DATASET ROWS –

/---

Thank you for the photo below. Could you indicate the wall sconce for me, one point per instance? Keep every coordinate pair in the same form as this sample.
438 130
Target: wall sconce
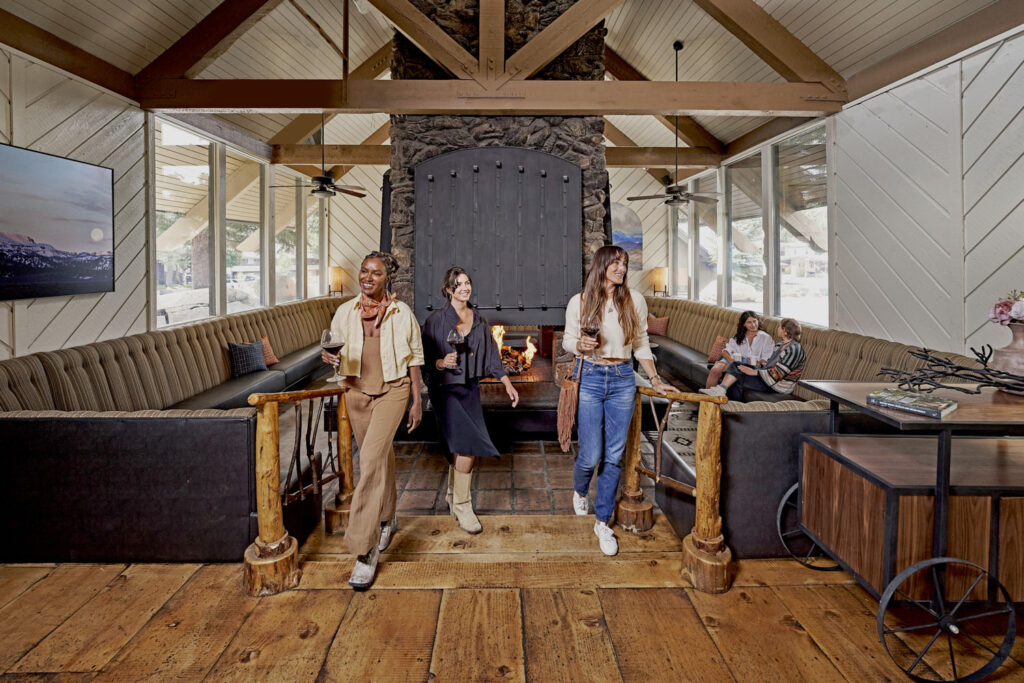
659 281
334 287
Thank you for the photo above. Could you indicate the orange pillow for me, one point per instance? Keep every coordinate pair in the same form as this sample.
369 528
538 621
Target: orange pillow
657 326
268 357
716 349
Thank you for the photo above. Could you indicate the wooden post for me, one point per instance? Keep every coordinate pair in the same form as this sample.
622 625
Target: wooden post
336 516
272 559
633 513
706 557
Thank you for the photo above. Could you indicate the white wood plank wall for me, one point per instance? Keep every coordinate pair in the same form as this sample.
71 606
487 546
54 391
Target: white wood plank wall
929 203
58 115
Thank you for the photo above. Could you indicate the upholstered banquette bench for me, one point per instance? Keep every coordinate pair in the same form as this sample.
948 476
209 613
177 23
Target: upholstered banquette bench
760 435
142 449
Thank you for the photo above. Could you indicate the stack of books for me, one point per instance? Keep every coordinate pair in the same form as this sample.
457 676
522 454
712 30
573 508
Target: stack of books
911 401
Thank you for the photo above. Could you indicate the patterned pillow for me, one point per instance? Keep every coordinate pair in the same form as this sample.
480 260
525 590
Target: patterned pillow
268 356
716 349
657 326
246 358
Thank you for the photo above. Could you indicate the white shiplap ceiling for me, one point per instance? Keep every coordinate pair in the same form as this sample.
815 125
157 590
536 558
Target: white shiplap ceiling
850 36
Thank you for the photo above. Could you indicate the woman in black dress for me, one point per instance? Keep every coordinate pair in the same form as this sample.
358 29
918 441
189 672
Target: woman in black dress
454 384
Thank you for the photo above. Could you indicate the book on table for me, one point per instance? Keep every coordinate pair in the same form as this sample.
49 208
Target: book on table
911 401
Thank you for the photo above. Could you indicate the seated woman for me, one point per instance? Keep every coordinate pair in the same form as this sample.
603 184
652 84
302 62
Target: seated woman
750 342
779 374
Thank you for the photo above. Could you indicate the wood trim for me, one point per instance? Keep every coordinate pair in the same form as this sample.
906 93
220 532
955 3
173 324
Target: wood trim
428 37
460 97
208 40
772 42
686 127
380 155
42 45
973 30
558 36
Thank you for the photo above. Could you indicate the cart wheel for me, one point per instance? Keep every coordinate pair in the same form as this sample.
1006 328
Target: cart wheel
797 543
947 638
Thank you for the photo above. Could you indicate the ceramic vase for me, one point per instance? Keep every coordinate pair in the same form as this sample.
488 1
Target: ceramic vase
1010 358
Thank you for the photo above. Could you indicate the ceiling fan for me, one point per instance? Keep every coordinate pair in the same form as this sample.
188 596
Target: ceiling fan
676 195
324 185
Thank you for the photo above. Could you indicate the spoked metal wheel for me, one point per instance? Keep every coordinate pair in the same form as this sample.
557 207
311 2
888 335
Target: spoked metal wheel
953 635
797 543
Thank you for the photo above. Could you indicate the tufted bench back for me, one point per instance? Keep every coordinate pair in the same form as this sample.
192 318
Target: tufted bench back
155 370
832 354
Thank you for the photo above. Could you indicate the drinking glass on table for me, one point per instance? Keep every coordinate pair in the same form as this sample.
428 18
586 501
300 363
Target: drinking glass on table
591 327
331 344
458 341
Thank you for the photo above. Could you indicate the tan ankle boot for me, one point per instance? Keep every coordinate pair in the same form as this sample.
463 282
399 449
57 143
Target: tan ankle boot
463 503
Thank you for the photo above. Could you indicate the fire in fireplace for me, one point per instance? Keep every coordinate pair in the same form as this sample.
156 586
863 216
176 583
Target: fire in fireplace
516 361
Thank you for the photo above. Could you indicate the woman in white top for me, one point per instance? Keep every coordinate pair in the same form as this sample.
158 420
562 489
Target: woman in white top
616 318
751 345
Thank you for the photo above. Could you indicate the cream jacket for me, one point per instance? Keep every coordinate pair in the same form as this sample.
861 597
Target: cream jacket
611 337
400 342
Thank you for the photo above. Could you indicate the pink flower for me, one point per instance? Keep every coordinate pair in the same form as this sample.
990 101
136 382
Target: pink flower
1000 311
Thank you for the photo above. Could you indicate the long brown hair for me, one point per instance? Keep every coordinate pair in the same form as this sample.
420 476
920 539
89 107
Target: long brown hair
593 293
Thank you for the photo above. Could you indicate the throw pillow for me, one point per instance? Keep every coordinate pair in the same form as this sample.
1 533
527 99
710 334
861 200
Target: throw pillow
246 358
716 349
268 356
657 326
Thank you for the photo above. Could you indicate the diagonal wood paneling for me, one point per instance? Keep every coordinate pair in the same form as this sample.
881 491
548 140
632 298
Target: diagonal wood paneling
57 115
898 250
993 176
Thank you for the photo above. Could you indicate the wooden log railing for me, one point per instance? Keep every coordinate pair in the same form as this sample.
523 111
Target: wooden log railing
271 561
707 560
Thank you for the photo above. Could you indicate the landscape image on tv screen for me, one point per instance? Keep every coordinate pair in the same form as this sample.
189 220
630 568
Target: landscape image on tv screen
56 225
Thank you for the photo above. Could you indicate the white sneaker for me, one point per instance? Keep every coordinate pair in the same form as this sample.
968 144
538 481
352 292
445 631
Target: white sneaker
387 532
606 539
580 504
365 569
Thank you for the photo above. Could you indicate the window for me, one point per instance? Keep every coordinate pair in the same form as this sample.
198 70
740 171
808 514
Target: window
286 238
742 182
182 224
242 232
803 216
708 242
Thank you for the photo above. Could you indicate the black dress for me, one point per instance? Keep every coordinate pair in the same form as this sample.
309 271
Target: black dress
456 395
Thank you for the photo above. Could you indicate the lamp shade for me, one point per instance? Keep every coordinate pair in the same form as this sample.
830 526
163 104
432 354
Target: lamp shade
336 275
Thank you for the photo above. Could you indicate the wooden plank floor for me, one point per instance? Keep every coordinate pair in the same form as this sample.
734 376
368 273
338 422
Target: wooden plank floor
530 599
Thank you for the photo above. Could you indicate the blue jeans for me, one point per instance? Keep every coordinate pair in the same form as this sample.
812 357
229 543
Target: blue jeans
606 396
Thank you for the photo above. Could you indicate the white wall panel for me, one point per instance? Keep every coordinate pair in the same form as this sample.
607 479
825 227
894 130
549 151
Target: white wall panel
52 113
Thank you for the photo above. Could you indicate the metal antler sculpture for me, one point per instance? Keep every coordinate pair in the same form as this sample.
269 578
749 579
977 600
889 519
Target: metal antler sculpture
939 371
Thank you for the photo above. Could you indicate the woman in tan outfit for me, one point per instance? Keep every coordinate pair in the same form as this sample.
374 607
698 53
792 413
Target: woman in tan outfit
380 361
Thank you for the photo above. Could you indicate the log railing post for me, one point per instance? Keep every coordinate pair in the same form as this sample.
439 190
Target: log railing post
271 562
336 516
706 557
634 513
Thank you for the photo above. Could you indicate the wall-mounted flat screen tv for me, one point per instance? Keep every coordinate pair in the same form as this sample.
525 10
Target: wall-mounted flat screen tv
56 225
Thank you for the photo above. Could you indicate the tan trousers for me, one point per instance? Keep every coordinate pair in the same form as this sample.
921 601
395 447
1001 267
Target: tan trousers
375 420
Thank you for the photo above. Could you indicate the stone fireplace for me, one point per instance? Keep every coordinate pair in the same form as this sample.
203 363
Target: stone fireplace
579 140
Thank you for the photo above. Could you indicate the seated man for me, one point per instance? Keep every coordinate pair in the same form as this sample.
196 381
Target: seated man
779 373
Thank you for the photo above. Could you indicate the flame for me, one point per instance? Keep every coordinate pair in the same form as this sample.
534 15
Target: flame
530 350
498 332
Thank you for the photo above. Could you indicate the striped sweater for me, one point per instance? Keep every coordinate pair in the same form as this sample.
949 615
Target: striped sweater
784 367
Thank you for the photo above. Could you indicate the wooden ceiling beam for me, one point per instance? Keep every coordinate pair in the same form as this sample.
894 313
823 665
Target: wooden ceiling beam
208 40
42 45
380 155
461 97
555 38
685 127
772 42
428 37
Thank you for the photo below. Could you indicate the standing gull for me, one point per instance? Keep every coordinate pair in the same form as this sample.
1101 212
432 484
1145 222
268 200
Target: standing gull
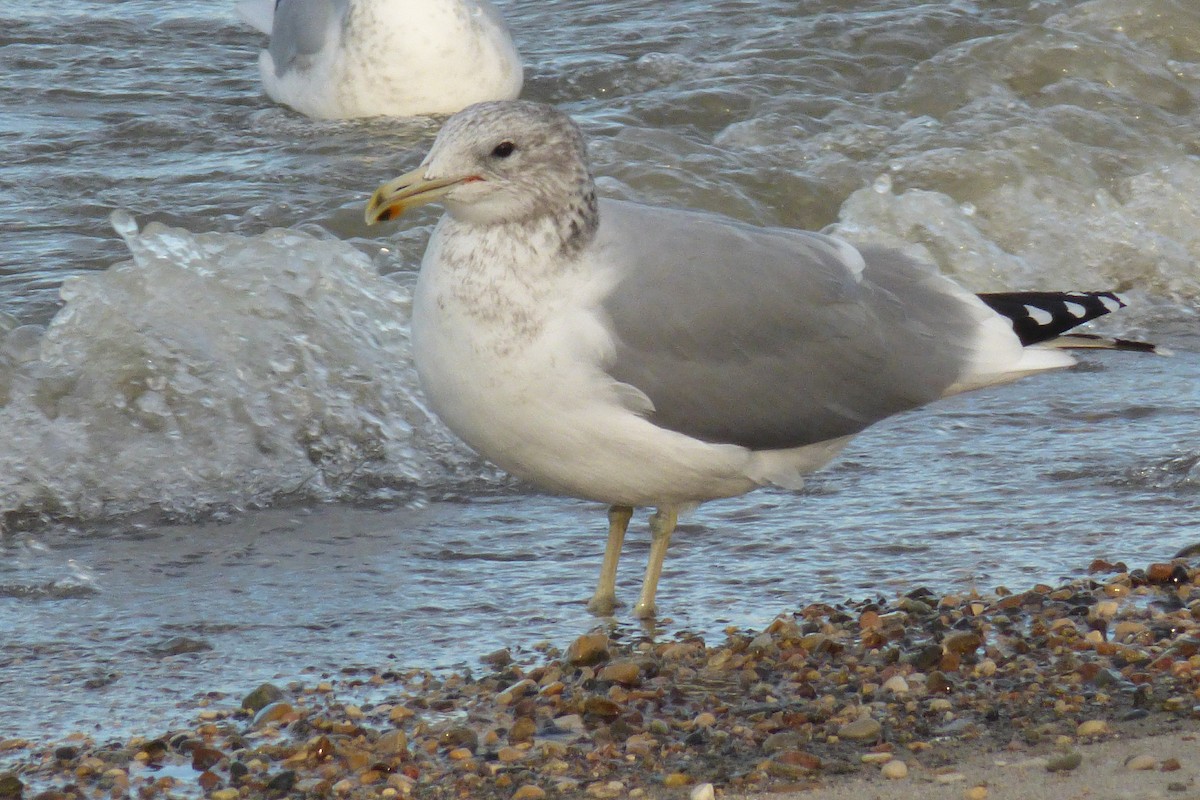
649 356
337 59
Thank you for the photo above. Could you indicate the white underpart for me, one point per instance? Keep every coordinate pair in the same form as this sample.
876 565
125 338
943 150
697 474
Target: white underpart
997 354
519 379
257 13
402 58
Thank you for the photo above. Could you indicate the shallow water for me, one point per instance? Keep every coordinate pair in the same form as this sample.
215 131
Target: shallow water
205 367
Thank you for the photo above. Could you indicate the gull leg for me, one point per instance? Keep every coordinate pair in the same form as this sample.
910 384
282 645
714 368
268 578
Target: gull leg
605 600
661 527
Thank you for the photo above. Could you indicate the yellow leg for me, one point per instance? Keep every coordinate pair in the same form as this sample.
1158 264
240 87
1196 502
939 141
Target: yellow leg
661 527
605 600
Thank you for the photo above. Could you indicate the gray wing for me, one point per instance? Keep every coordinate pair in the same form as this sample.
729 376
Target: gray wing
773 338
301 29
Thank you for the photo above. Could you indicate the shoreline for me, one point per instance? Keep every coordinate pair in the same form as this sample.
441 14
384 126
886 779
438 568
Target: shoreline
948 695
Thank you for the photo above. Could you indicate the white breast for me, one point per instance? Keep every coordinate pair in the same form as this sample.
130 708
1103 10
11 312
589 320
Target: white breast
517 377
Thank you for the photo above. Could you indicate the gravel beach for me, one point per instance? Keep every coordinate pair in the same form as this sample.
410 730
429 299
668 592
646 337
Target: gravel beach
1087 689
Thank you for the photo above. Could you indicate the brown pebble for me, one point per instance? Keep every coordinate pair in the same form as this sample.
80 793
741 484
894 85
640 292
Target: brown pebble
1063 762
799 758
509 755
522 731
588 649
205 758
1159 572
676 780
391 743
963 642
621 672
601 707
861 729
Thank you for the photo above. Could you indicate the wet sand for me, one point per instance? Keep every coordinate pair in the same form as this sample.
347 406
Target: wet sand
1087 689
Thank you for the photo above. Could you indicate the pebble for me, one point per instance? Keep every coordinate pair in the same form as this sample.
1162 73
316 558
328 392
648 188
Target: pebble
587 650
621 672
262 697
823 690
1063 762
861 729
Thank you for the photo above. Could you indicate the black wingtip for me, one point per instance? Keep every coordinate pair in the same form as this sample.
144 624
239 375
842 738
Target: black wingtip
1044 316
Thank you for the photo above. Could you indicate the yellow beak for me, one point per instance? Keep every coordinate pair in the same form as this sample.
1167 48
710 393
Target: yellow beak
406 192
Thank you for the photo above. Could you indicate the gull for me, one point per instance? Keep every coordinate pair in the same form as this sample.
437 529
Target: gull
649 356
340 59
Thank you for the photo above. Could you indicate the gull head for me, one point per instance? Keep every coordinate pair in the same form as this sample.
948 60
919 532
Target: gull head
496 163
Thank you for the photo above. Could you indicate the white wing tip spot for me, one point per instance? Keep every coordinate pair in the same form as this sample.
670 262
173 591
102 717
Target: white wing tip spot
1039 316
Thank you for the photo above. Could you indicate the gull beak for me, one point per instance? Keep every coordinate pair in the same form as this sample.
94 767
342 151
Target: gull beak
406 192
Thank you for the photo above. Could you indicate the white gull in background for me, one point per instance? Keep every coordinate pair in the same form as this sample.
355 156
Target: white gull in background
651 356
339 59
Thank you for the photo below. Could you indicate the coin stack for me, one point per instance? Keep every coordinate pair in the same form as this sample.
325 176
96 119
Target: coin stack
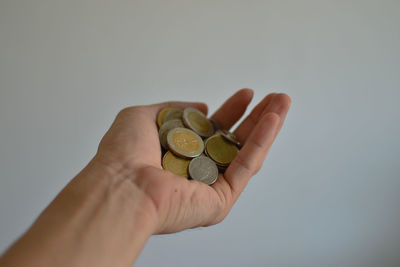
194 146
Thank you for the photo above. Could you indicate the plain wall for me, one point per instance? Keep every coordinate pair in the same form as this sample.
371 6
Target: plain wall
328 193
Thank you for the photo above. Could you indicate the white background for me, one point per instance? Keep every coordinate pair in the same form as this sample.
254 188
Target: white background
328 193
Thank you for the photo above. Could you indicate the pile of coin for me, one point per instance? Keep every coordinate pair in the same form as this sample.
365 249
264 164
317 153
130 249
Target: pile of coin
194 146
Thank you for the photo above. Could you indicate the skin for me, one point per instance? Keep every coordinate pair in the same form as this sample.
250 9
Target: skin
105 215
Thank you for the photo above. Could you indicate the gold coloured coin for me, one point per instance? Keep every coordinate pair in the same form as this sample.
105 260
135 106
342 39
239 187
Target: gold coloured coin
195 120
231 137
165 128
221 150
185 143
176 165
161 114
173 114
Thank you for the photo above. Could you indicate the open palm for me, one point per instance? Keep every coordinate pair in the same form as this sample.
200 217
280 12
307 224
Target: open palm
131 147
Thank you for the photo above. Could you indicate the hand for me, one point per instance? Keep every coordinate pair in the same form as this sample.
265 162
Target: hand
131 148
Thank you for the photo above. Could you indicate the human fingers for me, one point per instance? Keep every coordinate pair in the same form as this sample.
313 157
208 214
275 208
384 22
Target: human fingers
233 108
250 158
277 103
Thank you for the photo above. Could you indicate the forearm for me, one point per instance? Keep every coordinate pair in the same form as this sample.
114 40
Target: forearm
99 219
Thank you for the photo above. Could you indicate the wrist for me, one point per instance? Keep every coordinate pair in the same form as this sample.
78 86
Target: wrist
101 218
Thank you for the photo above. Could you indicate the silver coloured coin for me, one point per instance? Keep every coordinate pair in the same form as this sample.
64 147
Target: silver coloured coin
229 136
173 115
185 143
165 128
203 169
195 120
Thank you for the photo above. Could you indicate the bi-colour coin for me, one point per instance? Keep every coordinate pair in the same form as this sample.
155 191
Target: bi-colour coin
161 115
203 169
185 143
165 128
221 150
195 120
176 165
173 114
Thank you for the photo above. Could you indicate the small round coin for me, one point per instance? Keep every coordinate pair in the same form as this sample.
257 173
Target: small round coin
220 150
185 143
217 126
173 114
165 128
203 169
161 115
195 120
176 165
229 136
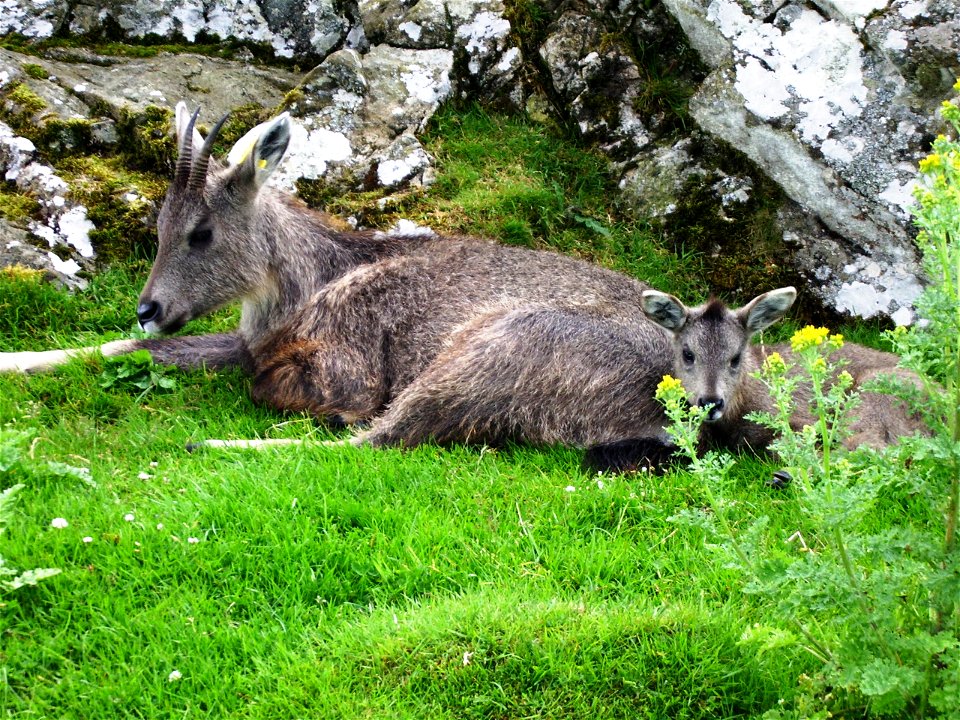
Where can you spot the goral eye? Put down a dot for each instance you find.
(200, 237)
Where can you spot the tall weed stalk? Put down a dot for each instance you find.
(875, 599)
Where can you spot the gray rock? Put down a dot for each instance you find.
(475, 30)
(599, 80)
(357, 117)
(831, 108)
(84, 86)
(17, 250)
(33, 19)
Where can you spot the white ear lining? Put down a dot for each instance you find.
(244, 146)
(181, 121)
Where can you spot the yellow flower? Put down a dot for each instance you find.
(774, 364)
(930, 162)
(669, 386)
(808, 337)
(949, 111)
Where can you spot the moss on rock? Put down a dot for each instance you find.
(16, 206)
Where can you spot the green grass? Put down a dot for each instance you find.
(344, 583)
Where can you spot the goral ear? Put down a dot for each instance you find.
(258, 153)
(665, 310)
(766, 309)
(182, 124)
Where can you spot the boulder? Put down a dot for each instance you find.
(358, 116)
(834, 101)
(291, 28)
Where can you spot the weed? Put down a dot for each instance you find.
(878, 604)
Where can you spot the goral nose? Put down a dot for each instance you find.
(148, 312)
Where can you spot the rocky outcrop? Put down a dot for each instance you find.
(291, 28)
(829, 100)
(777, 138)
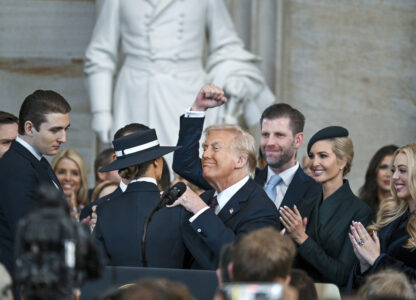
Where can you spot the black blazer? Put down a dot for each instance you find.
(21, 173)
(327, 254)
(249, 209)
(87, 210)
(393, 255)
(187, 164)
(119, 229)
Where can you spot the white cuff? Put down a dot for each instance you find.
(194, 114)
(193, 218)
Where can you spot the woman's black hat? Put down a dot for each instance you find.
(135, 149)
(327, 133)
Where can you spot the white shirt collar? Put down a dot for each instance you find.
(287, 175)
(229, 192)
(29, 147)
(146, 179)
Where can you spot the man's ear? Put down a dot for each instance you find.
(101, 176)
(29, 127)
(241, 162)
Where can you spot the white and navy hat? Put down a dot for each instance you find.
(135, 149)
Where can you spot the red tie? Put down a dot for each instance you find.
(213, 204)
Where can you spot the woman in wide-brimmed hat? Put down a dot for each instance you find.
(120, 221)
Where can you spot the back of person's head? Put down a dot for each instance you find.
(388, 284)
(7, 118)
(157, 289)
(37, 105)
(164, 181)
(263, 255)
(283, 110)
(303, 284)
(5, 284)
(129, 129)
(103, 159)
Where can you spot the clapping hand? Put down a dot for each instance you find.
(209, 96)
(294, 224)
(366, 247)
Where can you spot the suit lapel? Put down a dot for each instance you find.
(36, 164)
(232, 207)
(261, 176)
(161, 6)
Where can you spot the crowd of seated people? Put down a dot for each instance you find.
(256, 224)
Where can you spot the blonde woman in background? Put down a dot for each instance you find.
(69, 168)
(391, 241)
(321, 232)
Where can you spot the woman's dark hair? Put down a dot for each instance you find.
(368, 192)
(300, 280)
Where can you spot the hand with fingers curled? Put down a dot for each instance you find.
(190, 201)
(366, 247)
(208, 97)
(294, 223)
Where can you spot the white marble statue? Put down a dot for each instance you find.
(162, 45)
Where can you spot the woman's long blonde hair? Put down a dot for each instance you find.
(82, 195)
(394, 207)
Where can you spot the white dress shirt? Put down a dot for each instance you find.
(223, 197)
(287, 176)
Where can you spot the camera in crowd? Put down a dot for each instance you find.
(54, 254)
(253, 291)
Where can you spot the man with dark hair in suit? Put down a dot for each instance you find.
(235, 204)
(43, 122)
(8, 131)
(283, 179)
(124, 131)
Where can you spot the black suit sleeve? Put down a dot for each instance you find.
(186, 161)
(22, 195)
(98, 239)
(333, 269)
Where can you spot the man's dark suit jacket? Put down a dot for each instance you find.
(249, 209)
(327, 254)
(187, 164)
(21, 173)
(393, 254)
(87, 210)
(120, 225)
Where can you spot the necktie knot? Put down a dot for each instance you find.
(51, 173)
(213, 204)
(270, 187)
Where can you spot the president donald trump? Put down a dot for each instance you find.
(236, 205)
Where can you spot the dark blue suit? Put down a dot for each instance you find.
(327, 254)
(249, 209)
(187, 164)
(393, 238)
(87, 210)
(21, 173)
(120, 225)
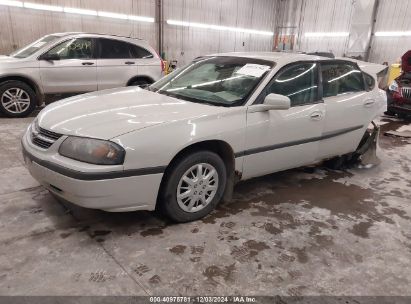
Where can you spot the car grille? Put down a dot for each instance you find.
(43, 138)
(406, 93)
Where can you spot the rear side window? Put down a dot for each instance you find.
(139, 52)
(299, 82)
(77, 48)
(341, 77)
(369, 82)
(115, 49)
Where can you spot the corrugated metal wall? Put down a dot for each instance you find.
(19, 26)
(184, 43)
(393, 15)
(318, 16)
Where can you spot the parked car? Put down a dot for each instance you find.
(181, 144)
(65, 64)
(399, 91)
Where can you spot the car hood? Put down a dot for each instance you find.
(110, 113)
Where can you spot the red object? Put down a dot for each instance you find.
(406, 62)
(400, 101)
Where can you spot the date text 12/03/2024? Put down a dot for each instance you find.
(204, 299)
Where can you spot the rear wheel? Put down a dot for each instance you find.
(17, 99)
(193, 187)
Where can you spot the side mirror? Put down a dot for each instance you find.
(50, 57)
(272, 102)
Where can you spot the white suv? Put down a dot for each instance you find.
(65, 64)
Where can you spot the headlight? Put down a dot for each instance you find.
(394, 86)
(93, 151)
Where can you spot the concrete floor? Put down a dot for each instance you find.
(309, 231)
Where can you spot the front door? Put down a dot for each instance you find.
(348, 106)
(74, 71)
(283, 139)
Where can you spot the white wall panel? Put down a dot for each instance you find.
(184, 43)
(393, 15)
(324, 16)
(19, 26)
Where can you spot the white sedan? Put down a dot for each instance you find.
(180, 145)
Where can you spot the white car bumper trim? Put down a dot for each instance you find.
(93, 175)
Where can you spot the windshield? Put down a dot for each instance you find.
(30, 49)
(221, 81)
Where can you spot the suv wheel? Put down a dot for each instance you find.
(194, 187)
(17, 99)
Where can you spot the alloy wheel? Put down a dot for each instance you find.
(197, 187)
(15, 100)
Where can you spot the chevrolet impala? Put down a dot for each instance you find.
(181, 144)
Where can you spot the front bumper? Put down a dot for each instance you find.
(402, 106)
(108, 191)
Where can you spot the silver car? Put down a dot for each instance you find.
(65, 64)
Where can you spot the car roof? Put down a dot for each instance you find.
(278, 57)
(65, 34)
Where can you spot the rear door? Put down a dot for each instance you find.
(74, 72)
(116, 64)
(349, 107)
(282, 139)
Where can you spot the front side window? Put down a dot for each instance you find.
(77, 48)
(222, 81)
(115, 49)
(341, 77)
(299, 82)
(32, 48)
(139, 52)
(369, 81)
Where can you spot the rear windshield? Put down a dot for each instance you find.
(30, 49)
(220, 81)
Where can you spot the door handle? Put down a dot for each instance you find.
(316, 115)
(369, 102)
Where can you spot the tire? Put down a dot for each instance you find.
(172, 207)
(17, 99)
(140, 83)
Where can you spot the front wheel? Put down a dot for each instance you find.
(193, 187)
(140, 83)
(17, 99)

\---

Retype exactly the lines from the one containing "Where can you spot the front door?" through the last line of the records above, including both.

Where can you spot the front door? Put down a dot for each instance you find.
(348, 106)
(74, 71)
(283, 139)
Where can you spot the white wall panel? Put down a dot for each instance you find.
(184, 43)
(393, 15)
(324, 16)
(19, 26)
Where can you spot the white sedan? Put down a dot for each instance you find.
(180, 145)
Where can you spot the white car bumper trim? Put down a dot for each instance you find.
(93, 175)
Where can you spot the windshield? Put down a dot for each instance you find.
(30, 49)
(221, 81)
Where can you spot the suv wheel? Put down a dot for each instance you find.
(194, 187)
(17, 99)
Where can you spot the alloy wheel? Put down a dot for each instance you find.
(197, 187)
(15, 100)
Where can you spot the chevrolet impala? Put down a dot for each instance you find.
(181, 144)
Where can you spot the front bumper? Put down a dot for each instance you find.
(402, 106)
(108, 191)
Where can you spot the silver car? Put down a dot for each instance you find.
(65, 64)
Where can you spot the car roof? Put down a dot for each instance you find.
(278, 57)
(65, 34)
Where can you spot the rear door? Put down a dot for each instance you find.
(74, 72)
(116, 64)
(349, 107)
(282, 139)
Where can you spot the front side window? Put down a dot for each instance you find.
(77, 48)
(222, 81)
(115, 49)
(341, 77)
(299, 82)
(32, 48)
(139, 52)
(369, 81)
Where can you spot the rear windshield? Put down a dot for each instance you find.
(30, 49)
(220, 81)
Where can you spot the door handle? Put down a dot for each instance you find.
(316, 115)
(369, 102)
Where can you spot the tire? Put down a dot for each instance you find.
(172, 207)
(17, 99)
(140, 83)
Where can you spot the front wheel? Put down a dot for each instance you find.
(193, 187)
(140, 83)
(17, 99)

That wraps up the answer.